## [Check your understanding]
[a] Answer these questions from the excerpt, one per line:
(i) In what year was Le Coeur des bêtes published?
(ii) In what season and year did the narrator leave the house at Henderson?
(iii) How many dots had the narrator made after twenty-one minutes?
[b] From the excerpt, set down the passage starting at "A more florid" and ending at "Kete, pp. 50-51)".

─── Excerpt provided ───

A more florid version from Oscar Honoré, author of the 1863 Le Coeur des bêtes: "The dog is probably the first conquest of man, and it is thanks to him that man has conquered some tens of other species of animals without which there would be today neither city, nor road, nor nation, nor maybe mankind itself on the earth."
(For a few more examples, see Kete, pp. 50-51)
In the autumn of 1813, I left my house at Henderson, on the banks of the Ohio, on my way to Louisville. In passing over the Barrens a few miles beyond Hardensburgh, I observed the Pigeons flying from north-east to south-west, in greater numbers than I thought I had ever seen them before, and feeling an inclination to count the flocks that might pass within the reach of my eye in one hour, I dismounted, seated myself on an eminence, and began to mark with my pencil, making a dot for every flock that passed. In a short time finding the task which I had undertaken impracticable, as the birds poured in in countless multitudes, I rose, and counting the dots then put down, found that 163 had been made in twenty-one minutes. I travelled on, and still met more the farther I proceeded. The air was literally filled with Pigeons; the light of noon-day was obscured as by an eclipse, the dung fell in spots, not unlike melting flakes of snow; and the continued buzz of wings had a tendency to lull my senses to repose.The last bit is probably the most charmingly gross passage in the annals of American letters.

─── Record extracts ───

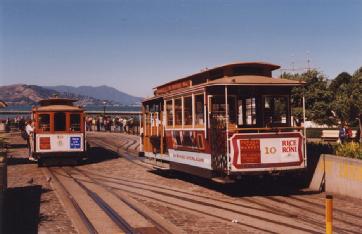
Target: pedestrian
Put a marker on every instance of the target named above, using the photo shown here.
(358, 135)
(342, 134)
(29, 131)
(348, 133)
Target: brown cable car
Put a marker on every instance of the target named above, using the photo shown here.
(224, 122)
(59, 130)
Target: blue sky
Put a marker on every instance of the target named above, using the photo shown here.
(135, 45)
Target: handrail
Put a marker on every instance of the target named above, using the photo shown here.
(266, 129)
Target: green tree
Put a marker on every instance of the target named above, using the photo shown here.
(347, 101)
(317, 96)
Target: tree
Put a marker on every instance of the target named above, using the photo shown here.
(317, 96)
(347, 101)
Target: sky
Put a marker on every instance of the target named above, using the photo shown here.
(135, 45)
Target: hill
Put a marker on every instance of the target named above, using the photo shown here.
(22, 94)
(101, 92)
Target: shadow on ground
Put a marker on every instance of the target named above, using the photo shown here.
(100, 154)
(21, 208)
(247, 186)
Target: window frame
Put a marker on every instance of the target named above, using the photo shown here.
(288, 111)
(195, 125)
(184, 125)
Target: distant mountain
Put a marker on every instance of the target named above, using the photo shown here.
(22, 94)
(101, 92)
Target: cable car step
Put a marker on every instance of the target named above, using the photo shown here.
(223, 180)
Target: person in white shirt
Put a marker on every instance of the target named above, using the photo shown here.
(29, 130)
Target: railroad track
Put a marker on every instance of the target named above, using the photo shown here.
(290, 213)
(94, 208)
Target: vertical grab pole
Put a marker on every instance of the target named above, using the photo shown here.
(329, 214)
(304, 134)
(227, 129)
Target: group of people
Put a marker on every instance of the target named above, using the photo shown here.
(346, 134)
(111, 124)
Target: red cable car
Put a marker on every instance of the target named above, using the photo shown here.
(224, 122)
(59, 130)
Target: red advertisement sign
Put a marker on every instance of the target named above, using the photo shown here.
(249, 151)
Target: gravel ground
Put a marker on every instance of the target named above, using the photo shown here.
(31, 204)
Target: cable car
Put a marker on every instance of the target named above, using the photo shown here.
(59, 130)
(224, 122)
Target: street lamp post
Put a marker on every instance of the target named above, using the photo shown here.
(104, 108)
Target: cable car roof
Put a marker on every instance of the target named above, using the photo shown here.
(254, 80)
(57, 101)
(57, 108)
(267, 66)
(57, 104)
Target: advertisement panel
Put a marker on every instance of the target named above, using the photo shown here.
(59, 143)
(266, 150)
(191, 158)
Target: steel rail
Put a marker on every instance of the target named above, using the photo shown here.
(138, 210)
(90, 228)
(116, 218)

───
─── Record extracts ───

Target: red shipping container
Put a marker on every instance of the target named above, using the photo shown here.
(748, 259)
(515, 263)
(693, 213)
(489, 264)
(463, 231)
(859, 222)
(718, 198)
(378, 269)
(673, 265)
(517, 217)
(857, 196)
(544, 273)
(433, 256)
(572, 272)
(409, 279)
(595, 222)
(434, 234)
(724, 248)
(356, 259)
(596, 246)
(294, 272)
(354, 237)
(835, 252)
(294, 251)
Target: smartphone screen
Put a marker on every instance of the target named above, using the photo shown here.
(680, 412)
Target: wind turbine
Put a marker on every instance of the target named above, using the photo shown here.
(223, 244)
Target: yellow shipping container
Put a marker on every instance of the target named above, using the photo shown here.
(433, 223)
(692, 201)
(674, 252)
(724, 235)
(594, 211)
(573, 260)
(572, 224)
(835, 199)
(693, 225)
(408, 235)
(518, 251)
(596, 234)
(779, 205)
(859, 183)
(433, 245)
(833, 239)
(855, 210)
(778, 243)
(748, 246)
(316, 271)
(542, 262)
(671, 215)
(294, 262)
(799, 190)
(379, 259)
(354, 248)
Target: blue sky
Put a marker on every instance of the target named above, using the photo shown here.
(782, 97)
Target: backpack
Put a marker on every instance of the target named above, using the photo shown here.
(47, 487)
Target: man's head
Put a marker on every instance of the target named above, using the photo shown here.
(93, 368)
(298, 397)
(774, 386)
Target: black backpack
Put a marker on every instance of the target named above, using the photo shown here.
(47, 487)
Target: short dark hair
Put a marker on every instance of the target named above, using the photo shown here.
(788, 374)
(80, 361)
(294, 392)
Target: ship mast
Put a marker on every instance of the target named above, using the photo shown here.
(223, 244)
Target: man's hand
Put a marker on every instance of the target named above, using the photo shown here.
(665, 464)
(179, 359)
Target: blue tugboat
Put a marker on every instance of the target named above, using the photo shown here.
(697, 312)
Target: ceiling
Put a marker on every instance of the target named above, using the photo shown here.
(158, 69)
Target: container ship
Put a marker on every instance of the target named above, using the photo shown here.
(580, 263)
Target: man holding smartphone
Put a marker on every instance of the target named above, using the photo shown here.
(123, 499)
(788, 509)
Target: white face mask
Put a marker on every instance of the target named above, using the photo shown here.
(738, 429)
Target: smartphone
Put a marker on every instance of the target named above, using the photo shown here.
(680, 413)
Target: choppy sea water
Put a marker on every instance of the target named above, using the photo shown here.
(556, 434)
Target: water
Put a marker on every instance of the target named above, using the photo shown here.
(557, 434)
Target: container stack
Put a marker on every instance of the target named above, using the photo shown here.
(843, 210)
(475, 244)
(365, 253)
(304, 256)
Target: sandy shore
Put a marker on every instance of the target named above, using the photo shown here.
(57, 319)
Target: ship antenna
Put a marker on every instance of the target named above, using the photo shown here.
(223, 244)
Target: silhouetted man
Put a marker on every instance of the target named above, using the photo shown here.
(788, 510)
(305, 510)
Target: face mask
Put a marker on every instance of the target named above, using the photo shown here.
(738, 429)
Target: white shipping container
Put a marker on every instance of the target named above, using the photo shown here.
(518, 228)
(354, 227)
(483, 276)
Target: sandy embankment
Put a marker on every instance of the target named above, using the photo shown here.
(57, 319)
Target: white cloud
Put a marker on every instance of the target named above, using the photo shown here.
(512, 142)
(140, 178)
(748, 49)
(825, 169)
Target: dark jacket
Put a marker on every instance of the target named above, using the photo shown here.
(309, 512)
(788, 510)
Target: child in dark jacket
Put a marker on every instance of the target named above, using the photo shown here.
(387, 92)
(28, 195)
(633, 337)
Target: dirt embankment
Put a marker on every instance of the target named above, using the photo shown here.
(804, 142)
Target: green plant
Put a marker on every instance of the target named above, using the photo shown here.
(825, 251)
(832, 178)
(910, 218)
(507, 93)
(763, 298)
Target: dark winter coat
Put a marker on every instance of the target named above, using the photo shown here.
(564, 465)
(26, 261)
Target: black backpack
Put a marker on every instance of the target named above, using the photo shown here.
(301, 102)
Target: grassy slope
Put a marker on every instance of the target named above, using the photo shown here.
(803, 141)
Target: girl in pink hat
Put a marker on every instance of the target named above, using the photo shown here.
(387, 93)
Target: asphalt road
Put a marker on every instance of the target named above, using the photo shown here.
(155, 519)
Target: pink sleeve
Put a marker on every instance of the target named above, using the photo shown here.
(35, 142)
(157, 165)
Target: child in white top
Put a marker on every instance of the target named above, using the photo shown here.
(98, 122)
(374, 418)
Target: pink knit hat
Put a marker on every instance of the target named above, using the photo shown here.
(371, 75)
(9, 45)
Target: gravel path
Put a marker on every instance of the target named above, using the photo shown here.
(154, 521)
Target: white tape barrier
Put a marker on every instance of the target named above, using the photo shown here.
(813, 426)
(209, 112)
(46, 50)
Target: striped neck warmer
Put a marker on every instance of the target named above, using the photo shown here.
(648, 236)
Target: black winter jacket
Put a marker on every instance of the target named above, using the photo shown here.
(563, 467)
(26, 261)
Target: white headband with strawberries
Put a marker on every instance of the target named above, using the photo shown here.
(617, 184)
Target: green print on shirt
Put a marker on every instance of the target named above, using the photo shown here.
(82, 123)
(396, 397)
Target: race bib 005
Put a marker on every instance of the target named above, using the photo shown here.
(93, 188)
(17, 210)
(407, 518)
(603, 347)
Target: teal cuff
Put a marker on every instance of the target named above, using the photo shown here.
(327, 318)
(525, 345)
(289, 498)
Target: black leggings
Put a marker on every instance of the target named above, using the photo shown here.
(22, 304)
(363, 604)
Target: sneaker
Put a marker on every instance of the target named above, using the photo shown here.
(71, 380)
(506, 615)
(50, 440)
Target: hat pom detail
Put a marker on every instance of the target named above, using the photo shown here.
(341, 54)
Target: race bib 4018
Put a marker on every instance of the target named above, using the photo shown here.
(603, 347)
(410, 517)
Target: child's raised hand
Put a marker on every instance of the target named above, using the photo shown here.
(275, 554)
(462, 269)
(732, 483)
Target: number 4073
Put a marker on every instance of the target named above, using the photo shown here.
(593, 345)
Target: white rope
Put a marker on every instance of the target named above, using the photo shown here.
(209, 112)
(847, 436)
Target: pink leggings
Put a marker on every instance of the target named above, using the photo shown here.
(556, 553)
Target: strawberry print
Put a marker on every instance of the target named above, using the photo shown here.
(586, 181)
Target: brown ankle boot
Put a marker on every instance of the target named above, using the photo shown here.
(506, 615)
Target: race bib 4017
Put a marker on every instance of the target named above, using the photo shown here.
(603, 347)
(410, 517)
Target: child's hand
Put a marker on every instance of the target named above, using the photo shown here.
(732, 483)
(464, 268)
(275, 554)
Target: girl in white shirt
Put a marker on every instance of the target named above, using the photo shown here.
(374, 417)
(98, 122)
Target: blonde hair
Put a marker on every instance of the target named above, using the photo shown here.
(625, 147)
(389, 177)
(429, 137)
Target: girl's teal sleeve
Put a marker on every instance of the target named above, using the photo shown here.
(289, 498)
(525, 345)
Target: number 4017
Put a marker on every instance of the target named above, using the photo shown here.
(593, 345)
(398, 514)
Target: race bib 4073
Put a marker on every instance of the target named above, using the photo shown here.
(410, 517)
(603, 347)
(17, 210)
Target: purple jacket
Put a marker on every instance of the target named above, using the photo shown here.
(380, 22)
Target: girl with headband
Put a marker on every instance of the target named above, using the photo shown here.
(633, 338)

───

## [Per-task outputs]
[a]
(i) 1863
(ii) The autumn of 1813
(iii) 163

[b]
A more florid version from Oscar Honoré, author of the 1863 Le Coeur des bêtes: "The dog is probably the first conquest of man, and it is thanks to him that man has conquered some tens of other species of animals without which there would be today neither city, nor road, nor nation, nor maybe mankind itself on the earth."
(For a few more examples, see Kete, pp. 50-51)